EXERCISES TO COMPLETE:
[A] In the text on e-cigarettes versus nicotine replacement therapy for pregnant smokers, how many serious adverse events or adverse events were reported in the e-cigarette arm?
[B] Rewrite the text on e-cigarettes versus nicotine replacement therapy for pregnant smokers from "Regarding safety and" to "among e-cigarette-assigned participants.", replacing "nausea" with "vomiting".
[C] Write the next part of the text on e-cigarettes versus nicotine replacement therapy for pregnant smokers, picking up after its final sentence.

TEXT PASSAGE:
----

Regarding safety and tolerability, the two product categories were similar. The overall incidence of adverse events, as well as maternal and birth outcomes, were not significantly different, with 476 serious adverse events or adverse events reported in the e-cigarette arm and 479 in the NRT arm. However, low birthweight was more common in the NRT arm (14.8 percent) than in the e-cigarette arm (9.6 percent, P = 0.01). Both groups reported some undesirable reactions to the products, such as skin irritation and nausea among NRT-assigned participants and cough and throat irritation among e-cigarette-assigned participants.

Overall, Hajek et al.’s findings support the potential of ENDS products as a reduced-risk alternative for pregnant smokers of combustible cigarettes through this well-designed research. Their use of a randomized controlled model—the gold standard for clinical trials—ensured that causal conclusions could be drawn. In addition, the researchers used data from previous research to predict the number of “quitters” they could expect in each intervention. Based on this, they sampled enough participants to achieve 90 percent statistical power—which is well above the recommended minimum of 80 percent—across groups. Furthermore, the statistical assumptions and adjustments they made in response to the small but important proportion of participants who used “nonallocated” products (i.e., individuals in the NRT arm who used e-cigarettes or vice versa) ensured that if they did create bias, it would be toward the null hypothesis, so it did not weaken the strength of the authors’ conclusions. Importantly, the study also demonstrated that it is possible to conduct high-quality trials among groups that are typically deemed “vulnerable” and often excluded from clinical research.

----

Natural-language object grounding data:
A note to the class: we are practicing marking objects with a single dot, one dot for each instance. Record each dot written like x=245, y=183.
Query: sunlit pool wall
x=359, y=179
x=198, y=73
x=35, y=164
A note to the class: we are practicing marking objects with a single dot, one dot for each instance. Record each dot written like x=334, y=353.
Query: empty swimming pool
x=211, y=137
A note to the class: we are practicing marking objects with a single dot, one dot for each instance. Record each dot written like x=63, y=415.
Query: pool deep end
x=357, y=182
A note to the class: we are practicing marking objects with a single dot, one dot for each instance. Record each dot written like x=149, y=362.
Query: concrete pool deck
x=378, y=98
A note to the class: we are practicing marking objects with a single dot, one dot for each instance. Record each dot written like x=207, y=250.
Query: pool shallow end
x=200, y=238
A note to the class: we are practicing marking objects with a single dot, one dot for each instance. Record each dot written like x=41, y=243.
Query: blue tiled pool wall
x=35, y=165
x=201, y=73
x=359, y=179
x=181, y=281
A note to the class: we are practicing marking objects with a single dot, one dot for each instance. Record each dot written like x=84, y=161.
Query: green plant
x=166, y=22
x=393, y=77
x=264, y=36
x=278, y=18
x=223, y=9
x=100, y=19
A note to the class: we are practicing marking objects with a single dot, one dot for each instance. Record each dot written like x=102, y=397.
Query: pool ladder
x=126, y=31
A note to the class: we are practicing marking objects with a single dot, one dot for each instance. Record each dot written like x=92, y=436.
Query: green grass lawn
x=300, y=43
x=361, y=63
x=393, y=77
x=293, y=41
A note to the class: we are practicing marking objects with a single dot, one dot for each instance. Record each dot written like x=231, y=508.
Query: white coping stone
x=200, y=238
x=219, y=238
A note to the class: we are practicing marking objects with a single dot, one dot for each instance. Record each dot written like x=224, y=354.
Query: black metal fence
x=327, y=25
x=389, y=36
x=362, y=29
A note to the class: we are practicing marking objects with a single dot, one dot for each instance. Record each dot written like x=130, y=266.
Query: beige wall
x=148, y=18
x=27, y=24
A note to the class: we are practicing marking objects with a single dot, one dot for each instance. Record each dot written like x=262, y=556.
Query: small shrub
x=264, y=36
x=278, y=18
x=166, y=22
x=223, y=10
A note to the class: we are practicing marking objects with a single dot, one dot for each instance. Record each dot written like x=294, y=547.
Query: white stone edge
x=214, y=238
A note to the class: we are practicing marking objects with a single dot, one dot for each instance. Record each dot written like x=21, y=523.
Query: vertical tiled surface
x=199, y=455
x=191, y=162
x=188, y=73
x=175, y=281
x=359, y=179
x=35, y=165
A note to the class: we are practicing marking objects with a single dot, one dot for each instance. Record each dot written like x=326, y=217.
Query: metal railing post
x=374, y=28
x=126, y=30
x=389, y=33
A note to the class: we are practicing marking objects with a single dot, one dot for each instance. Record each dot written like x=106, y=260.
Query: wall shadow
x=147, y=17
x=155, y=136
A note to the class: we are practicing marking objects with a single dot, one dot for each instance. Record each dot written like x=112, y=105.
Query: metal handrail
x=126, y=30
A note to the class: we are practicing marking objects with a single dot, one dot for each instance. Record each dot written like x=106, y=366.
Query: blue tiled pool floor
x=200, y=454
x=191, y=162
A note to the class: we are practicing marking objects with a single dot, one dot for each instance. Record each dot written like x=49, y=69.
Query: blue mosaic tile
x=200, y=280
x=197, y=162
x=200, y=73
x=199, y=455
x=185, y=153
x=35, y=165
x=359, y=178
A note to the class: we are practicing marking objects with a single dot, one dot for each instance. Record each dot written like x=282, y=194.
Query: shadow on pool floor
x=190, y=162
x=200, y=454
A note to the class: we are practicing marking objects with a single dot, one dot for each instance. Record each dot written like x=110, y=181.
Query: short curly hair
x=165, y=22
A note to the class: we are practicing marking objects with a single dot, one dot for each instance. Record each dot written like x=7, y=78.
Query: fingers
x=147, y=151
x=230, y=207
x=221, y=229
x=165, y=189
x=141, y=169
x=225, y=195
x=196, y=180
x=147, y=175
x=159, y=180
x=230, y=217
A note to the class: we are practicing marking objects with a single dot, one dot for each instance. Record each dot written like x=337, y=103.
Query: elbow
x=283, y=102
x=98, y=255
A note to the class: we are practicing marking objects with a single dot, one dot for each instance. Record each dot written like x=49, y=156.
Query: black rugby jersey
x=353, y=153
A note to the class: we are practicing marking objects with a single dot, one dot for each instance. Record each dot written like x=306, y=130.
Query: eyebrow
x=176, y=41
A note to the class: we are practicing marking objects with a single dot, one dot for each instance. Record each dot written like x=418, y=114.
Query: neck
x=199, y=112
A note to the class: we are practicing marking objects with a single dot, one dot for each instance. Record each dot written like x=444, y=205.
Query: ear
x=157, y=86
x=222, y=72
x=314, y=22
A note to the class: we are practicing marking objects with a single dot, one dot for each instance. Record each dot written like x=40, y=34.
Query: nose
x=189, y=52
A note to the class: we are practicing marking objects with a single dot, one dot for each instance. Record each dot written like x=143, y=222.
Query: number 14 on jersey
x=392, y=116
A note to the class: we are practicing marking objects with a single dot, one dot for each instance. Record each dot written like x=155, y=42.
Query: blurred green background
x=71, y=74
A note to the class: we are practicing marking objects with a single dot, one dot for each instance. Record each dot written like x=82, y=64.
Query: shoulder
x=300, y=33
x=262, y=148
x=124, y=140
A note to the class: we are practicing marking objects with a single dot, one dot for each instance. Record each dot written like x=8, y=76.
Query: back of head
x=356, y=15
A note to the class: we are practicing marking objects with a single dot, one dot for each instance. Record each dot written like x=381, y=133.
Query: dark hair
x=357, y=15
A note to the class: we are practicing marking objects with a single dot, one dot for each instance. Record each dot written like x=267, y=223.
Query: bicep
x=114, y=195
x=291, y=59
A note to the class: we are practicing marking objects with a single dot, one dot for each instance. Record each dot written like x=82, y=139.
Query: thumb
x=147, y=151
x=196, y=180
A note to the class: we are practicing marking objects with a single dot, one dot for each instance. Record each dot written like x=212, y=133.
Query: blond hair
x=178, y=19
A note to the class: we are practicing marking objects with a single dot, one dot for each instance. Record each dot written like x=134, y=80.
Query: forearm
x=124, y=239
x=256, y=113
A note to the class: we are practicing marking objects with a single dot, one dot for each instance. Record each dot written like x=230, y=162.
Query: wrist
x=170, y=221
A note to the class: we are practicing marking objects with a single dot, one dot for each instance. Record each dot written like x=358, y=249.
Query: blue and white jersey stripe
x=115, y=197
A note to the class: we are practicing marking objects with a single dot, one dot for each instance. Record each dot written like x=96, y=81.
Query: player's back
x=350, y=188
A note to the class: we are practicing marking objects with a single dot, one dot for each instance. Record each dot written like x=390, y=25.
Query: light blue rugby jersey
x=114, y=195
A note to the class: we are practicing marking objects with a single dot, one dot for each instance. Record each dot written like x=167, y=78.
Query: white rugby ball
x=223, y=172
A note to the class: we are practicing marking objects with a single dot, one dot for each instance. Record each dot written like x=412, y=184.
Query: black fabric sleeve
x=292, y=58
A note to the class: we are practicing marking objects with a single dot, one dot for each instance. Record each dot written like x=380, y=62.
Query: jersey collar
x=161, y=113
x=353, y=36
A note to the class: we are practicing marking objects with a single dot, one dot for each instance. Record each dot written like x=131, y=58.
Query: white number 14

----

ANSWERS TO THE EXERCISES:
[A] 476

[B]
Regarding safety and tolerability, the two product categories were similar. The overall incidence of adverse events, as well as maternal and birth outcomes, were not significantly different, with 476 serious adverse events or adverse events reported in the e-cigarette arm and 479 in the NRT arm. However, low birthweight was more common in the NRT arm (14.8 percent) than in the e-cigarette arm (9.6 percent, P = 0.01). Both groups reported some undesirable reactions to the products, such as skin irritation and vomiting among NRT-assigned participants and cough and throat irritation among e-cigarette-assigned participants.

[C]
The researchers acknowledged several limitations of the study, including timing (it coincided with the widely covered 2019 “e-cigarette or vaping product use-associated lung injury” outbreak in the United States); low overall rates of treatment uptake and abstinence; and participants’ potential expectations regarding assigned products. Issues around participant expectations and the broader social context in which smoking cessation and harm reduction aids are studied cannot be perfectly controlled and, in some cases, may reflect real-world challenges to uptake. The persistently low rates of treatment uptake and abstinence in smoking studies suggest that researchers should continue to seek larger sample sizes. Hajek et al.’s findings provide sufficient data on the safety of e-cigarettes and NRT during pregnancy to give other scholars the confidence to build studies with larger participant pools.

In addition, it is important to note that Hajek et al.’s efforts to validate participants’ self-reported abstinence from either combustible cigarettes or all nicotine using carbon monoxide or salivary levels of cotinine and anabasine were largely unsuccessful. Only 108 of 193 participants who reported abstinence returned saliva samples, and only 20 provided carbon monoxide readings. Although this does not undermine Hajek et al.’s findings—return rates did not differ significantly between the two study arms—it does suggest that there is a need for lower-barrier ways to collect this information.

Taken as a whole, this study presents strong evidence that e-cigarettes are at least as safe and effective as NRT for pregnant women seeking to quit smoking combustible cigarettes and provides data on which future research can build.